→ TASK TO CARRY OUT
Pick out each line of the data below that contains the string "hand", and copy those lines.

--- BEGIN DATASET RECORDS ---

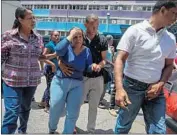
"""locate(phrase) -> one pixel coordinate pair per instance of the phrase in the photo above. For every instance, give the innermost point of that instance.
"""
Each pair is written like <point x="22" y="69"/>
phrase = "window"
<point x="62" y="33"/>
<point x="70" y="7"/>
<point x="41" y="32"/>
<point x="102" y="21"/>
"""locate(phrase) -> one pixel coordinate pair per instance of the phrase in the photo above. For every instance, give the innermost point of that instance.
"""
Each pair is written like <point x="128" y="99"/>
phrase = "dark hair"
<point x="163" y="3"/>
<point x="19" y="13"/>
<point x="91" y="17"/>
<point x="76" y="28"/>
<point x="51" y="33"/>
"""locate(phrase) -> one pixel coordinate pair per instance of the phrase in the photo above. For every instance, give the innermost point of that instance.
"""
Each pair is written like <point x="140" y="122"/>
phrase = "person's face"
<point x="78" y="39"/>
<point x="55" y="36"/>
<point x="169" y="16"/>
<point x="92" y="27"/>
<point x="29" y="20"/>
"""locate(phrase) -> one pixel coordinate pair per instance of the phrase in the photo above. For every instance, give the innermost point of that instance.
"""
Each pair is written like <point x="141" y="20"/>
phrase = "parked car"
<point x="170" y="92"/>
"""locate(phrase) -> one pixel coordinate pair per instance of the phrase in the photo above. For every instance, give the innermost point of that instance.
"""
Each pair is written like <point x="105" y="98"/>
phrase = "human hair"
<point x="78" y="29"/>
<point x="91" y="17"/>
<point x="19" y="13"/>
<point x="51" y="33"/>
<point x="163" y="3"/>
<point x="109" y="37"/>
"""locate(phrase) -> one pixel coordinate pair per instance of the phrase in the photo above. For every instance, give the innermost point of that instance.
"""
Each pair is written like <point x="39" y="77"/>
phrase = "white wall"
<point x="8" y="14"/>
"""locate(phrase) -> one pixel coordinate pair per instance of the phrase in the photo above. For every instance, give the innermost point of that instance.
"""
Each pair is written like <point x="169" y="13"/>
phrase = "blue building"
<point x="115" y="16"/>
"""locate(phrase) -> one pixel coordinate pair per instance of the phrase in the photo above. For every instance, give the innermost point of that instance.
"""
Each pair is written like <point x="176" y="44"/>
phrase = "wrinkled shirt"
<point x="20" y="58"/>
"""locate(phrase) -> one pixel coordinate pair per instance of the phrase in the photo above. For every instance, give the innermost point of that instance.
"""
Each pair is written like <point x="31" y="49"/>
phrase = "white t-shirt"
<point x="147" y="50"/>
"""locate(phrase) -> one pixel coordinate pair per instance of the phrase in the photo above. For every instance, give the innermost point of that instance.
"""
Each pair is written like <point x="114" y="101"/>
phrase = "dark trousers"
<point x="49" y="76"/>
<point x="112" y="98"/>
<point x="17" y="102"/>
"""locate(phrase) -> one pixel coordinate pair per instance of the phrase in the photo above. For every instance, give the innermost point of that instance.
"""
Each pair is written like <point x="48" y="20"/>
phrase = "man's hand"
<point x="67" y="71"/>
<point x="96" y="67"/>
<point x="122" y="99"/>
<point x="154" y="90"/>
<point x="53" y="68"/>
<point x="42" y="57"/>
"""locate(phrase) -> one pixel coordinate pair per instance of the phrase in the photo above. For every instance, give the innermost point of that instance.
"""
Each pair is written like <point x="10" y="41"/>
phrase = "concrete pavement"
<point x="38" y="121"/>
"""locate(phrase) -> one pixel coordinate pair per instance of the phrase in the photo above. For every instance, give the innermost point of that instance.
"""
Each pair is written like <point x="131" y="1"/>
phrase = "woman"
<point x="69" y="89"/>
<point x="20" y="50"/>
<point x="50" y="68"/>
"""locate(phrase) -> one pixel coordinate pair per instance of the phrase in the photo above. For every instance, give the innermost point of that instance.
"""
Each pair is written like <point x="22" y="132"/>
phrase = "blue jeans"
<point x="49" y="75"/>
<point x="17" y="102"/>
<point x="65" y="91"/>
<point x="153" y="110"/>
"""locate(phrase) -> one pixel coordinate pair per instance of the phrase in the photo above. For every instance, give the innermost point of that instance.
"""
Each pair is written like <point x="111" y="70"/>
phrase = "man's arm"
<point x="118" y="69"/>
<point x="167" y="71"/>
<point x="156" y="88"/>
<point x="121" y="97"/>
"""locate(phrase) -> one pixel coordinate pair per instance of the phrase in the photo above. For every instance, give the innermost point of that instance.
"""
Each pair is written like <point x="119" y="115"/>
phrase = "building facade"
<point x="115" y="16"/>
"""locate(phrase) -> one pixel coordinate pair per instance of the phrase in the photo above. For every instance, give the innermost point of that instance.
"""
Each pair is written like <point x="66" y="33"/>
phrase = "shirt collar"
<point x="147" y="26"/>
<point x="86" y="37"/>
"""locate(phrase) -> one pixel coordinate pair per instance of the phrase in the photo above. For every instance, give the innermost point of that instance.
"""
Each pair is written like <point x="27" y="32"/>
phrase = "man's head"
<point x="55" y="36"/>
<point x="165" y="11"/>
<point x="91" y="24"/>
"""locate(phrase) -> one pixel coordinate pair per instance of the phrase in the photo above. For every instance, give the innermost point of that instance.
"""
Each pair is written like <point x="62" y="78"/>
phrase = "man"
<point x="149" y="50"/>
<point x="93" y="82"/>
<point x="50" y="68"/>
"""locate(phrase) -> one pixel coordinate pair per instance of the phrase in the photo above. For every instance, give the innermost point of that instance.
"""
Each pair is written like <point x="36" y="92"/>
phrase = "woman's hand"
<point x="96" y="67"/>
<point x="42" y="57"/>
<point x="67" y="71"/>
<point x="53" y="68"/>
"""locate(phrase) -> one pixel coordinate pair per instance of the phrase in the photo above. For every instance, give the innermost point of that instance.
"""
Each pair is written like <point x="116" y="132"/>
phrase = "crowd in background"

--- END DATASET RECORDS ---

→ SOLUTION
phrase = "man's hand"
phrase = "woman's hand"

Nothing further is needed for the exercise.